THE TASK: Below is a set of entries. Reproduce exactly the lines from the one containing "the red tissue paper flower" through the end, both included.

RECORDS SUPPLIED:
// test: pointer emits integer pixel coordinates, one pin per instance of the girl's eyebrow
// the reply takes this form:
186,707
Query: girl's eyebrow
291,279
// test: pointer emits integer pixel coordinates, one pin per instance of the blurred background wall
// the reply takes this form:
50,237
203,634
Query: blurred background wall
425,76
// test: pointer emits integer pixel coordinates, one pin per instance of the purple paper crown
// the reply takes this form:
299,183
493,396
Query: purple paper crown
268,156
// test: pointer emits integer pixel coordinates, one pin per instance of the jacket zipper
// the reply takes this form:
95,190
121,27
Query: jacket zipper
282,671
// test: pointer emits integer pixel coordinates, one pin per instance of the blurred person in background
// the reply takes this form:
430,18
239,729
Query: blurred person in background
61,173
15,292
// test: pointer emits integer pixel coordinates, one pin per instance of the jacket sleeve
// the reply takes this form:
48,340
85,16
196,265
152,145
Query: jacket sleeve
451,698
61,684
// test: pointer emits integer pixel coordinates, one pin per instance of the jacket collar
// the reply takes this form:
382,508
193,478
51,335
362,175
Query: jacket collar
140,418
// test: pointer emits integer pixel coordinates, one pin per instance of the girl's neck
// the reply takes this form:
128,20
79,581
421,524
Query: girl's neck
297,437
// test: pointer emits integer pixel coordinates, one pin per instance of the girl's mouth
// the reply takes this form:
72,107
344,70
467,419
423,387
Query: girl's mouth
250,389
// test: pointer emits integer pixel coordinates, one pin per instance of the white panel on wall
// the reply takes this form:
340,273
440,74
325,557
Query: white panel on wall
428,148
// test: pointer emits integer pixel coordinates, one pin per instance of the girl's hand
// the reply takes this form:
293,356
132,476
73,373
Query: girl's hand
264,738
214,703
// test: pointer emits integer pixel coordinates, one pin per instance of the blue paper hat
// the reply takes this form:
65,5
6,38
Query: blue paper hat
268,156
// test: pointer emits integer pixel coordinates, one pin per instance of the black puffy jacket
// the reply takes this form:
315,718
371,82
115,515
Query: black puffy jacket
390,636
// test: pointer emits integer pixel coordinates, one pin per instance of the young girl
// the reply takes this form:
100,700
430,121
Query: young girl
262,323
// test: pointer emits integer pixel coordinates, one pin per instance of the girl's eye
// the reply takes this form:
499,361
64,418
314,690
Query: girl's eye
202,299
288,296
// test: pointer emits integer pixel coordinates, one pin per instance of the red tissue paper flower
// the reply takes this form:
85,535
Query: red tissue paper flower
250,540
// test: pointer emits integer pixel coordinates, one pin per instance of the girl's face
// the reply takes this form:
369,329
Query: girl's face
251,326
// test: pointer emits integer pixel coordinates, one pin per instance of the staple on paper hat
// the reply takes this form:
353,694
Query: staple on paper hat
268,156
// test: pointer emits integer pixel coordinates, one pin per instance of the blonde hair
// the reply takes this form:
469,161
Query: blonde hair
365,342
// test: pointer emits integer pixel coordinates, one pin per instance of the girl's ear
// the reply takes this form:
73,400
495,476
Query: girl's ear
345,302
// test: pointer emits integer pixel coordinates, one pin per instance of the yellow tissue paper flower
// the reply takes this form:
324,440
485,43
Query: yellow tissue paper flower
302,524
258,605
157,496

ANSWER IN FULL:
// test: pointer emits integer pixel coordinates, one pin per instance of the red tissue paper flower
// the reply takes this form:
85,535
Query: red tissue paper flower
250,540
// test: pointer emits integer pixel coordinates, one pin per instance of the girl's face
// the reply takes this form:
369,329
Query: girl's face
251,326
// test: pointer emits integer pixel coordinates, one pin per instance of the staple on paper hat
// the reply takes this form:
353,694
Query: staple on paper hat
268,156
// test: pointer emits integer pixel coordinates, one pin per instance of the blonde hair
// the reply takes this form:
469,161
Query: blonde hair
365,342
// test: pointer emits integer pixel coordinates, one pin per instance of the girl's ear
// the reply takes this form:
73,400
495,476
Query: girl's ear
345,302
// test: pointer emits integer pixel coordinates, one pin per instance of the yellow tissue paper flower
// the reply takes this form:
324,440
485,43
Query: yellow tissue paper flower
302,524
258,605
157,496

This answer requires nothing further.